Supplied material:
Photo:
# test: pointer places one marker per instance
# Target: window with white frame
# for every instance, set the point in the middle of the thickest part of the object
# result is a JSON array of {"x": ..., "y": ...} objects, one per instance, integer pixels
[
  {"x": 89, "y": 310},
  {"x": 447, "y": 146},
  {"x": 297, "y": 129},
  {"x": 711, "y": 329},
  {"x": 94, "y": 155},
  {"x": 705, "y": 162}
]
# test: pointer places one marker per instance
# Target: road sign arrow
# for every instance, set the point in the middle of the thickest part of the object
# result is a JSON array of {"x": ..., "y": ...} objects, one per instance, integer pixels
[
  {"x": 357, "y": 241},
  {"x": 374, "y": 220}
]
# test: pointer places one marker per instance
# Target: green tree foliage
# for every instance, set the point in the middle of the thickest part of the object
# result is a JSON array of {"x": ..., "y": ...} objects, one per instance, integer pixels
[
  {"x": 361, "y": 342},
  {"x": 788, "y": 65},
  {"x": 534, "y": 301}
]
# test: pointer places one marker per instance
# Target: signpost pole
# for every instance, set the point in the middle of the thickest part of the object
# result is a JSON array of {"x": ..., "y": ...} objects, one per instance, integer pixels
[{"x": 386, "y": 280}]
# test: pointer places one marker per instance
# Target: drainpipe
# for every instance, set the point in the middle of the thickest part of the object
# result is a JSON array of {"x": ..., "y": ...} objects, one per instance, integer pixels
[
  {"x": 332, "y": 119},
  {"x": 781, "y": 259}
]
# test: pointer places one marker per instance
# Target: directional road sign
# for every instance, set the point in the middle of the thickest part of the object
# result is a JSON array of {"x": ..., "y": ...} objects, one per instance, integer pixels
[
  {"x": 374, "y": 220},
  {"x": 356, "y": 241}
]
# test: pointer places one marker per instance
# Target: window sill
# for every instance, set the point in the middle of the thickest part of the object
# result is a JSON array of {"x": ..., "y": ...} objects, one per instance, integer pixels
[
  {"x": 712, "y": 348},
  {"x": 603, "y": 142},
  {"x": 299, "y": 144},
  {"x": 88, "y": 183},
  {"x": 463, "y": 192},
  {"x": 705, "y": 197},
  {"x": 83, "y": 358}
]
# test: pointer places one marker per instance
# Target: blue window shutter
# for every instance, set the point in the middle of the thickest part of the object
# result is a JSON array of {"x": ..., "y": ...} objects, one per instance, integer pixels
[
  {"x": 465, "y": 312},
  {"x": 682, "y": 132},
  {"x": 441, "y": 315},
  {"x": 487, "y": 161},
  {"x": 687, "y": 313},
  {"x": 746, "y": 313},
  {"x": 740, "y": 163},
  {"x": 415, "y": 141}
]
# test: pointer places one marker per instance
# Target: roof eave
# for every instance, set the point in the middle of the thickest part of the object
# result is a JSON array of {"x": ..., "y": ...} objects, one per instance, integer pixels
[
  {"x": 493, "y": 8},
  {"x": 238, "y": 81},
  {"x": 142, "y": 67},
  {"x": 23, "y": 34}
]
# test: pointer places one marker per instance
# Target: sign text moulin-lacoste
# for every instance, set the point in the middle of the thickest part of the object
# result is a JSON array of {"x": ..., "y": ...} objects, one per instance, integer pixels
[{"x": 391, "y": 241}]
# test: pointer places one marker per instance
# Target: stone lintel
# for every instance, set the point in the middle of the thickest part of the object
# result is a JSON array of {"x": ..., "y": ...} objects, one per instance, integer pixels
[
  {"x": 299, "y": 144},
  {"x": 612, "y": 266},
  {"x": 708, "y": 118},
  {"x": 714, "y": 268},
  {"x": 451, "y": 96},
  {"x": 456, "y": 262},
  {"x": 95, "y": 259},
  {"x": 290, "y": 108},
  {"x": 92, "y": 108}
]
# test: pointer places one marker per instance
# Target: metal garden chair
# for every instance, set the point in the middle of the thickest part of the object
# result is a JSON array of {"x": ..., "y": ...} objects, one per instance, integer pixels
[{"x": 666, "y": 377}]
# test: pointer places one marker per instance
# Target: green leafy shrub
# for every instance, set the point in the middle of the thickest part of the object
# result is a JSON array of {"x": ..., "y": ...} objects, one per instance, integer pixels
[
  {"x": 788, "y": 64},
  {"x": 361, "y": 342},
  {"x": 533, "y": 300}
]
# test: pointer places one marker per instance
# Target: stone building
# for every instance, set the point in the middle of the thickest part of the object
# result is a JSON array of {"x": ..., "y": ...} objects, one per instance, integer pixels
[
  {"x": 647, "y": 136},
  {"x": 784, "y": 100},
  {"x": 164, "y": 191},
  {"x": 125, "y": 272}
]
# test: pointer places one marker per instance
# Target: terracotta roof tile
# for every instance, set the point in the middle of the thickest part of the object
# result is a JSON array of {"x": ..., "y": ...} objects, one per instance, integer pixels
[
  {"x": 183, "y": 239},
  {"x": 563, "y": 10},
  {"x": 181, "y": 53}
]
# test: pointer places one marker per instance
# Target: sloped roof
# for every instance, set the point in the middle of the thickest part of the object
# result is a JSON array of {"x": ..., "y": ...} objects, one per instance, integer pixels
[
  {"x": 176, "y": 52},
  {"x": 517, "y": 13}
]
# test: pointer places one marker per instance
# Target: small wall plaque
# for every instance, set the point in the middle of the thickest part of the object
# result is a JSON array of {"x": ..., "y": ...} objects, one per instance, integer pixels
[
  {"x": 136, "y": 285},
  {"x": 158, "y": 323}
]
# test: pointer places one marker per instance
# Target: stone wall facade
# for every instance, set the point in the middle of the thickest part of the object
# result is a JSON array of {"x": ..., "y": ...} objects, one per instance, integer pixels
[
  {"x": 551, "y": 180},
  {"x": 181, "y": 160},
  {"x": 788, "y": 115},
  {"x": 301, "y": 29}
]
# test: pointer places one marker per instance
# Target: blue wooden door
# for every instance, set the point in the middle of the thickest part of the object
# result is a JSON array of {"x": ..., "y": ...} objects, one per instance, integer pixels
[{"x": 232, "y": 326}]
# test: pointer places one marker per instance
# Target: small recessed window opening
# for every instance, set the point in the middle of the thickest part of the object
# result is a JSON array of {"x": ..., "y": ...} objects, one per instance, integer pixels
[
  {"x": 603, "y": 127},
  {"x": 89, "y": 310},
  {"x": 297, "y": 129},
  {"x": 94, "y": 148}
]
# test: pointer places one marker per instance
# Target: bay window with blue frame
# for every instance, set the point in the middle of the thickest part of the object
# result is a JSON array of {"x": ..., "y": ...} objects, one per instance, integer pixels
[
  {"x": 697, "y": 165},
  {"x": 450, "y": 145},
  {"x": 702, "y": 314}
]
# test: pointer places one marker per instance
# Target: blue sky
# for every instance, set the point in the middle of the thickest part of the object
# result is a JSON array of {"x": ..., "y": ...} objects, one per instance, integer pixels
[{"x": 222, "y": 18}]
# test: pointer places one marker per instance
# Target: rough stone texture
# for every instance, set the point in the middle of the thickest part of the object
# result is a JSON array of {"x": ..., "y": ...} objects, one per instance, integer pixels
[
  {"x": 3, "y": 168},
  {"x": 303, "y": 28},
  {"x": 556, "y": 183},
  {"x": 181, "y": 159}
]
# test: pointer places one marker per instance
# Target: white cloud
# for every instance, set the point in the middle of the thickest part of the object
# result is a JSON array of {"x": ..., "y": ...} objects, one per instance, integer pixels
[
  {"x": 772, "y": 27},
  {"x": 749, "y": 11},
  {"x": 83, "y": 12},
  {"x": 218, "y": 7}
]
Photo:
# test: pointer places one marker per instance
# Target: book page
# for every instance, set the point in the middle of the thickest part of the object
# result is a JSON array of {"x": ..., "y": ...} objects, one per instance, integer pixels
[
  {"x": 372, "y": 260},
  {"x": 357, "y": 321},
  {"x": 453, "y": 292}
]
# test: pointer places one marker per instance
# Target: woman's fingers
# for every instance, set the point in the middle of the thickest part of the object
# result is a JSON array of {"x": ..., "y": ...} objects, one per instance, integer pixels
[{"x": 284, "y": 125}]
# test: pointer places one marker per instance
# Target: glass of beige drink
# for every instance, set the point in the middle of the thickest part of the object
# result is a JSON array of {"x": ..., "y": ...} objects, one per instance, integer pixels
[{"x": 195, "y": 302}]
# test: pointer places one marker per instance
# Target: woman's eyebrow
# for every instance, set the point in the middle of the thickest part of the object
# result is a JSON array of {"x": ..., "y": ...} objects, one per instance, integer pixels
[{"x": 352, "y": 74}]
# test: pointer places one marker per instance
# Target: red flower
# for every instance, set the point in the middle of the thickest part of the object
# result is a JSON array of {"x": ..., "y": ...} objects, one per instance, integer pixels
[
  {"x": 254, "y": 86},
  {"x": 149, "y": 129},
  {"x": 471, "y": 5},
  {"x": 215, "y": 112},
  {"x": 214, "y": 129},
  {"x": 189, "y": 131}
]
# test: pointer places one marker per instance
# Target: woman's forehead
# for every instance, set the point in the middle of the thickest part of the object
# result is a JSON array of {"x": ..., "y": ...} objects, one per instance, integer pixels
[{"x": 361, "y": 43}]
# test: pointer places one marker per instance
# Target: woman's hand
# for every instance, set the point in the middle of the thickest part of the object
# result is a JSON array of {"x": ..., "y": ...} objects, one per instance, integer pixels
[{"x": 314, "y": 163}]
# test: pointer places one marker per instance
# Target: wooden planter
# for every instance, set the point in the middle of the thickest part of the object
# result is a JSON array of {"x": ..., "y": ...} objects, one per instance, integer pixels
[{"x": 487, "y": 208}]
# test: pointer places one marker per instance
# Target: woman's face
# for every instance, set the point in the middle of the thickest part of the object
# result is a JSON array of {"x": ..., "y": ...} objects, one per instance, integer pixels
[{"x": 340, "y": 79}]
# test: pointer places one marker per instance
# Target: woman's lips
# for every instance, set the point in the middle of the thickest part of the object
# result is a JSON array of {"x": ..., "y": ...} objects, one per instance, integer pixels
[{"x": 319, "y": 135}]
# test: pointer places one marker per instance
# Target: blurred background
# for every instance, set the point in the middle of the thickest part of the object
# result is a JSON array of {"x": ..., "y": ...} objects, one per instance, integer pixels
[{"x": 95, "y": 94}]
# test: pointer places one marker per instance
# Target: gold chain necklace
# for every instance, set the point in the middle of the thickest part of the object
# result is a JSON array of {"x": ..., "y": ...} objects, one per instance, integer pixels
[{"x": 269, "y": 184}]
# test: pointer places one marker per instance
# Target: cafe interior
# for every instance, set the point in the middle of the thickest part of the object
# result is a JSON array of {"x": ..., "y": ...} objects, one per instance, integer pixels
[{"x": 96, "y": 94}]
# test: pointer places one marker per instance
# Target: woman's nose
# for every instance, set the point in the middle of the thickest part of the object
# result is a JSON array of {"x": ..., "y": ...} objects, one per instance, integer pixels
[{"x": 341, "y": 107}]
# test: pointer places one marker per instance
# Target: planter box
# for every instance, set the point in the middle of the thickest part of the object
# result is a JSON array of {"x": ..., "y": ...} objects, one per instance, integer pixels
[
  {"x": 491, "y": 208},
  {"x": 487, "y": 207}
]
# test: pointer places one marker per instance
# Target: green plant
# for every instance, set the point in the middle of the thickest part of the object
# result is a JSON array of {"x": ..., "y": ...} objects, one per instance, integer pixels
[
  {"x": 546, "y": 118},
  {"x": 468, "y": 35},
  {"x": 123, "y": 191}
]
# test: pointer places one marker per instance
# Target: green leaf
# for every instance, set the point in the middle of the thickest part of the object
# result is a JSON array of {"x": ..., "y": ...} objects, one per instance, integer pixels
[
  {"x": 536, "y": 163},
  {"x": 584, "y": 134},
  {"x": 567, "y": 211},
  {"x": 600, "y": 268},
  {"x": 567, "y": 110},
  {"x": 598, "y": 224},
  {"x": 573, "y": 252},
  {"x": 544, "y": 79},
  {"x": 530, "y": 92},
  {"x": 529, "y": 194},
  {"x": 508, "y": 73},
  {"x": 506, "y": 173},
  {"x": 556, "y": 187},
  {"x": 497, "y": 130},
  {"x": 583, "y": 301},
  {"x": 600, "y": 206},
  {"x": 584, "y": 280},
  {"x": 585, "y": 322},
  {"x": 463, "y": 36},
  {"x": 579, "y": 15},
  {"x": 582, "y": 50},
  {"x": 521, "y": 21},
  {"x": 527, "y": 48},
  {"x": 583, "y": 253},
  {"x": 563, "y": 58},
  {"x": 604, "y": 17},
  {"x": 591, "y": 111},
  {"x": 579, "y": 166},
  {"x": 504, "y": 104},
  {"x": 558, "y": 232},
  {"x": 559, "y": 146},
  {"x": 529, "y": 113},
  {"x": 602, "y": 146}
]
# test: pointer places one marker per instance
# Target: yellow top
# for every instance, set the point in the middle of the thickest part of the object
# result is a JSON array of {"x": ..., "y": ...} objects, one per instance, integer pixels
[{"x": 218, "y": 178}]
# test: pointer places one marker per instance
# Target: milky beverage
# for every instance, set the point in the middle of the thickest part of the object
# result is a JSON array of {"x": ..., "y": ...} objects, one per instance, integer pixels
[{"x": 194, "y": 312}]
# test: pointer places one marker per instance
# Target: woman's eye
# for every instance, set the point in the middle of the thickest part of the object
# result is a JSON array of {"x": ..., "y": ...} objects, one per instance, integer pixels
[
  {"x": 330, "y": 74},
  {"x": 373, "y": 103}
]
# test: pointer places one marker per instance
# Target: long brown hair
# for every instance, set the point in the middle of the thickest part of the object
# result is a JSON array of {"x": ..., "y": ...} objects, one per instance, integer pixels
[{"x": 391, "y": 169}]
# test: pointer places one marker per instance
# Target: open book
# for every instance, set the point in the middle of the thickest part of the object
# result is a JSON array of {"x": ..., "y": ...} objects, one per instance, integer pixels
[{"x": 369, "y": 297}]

Your instructions:
Your answer should be every line above that contains the word "green".

Task response:
# Target: green tree foliage
# Target: green leafy shrub
# Target: green plant
# Target: green leaf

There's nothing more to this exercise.